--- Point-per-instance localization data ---
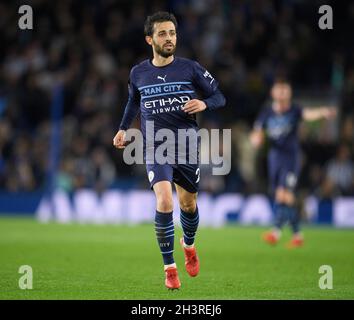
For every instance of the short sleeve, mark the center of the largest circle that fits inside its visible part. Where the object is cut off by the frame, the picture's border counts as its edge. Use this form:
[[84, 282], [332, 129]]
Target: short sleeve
[[261, 120], [203, 80]]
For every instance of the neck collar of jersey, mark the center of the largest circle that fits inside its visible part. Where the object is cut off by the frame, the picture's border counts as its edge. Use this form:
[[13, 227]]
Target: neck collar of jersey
[[174, 59]]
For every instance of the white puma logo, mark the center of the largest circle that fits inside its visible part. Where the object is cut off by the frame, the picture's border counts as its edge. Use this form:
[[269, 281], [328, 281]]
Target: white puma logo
[[162, 78]]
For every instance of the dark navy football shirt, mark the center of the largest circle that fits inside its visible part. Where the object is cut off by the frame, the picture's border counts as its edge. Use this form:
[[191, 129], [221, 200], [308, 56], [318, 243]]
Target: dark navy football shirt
[[281, 129], [159, 93]]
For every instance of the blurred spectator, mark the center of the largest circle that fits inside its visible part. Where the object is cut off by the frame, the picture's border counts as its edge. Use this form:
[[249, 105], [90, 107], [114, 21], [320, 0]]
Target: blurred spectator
[[340, 172]]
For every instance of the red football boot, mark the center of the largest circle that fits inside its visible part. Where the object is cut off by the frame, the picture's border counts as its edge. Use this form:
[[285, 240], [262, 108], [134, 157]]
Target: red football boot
[[191, 260], [172, 281]]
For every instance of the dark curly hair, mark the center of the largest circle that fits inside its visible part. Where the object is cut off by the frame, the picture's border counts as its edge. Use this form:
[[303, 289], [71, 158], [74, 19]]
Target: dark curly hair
[[160, 16]]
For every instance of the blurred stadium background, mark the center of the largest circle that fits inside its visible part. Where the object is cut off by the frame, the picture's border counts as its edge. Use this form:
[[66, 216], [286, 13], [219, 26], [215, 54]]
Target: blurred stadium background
[[63, 89]]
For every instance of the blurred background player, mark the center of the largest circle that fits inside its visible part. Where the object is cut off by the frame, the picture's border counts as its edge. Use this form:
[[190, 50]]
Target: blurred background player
[[158, 88], [279, 122]]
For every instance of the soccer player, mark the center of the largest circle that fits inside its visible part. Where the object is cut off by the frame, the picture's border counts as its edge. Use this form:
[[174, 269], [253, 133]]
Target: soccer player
[[164, 90], [279, 122]]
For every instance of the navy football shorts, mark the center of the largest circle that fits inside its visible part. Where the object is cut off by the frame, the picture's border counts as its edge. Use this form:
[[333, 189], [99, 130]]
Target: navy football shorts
[[185, 175], [283, 171]]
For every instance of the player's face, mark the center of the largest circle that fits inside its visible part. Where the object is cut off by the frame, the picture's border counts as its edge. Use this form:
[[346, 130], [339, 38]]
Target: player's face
[[164, 39], [281, 93]]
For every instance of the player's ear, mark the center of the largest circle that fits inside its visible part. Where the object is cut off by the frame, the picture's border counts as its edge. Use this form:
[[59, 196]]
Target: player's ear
[[148, 39]]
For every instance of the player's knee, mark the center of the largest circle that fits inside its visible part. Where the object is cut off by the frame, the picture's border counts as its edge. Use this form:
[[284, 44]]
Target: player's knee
[[280, 196], [188, 205], [165, 204], [289, 198]]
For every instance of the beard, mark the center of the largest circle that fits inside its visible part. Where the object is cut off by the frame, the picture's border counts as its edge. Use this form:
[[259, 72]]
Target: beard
[[164, 51]]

--- Exercise aim ---
All lines above from the line with "For every instance of the player's ear, mark" through the line with "[[259, 72]]", both included, are to be set down exactly, with nothing else.

--- Reply ---
For every instance of the player's ear, mark the center of the largest circle that fits inside its visible part. Where the object is cut off by the frame, the picture's border counts as its edge. Use this form:
[[59, 196]]
Target: player's ear
[[148, 39]]
For every instance of the player's knee, mark the center of the largest circle that fits inside its visible part. Where the object is cut off by the frame, the picture's border counts as its edge. Use this form:
[[284, 44]]
Target: player's knee
[[280, 196], [188, 205], [165, 204], [289, 198]]
For every instance of the beard, mark the center of the largest circle that fits inside its visible part. Where the object is cut off by the frame, the picture's border counts as its edge. Use this form:
[[259, 72]]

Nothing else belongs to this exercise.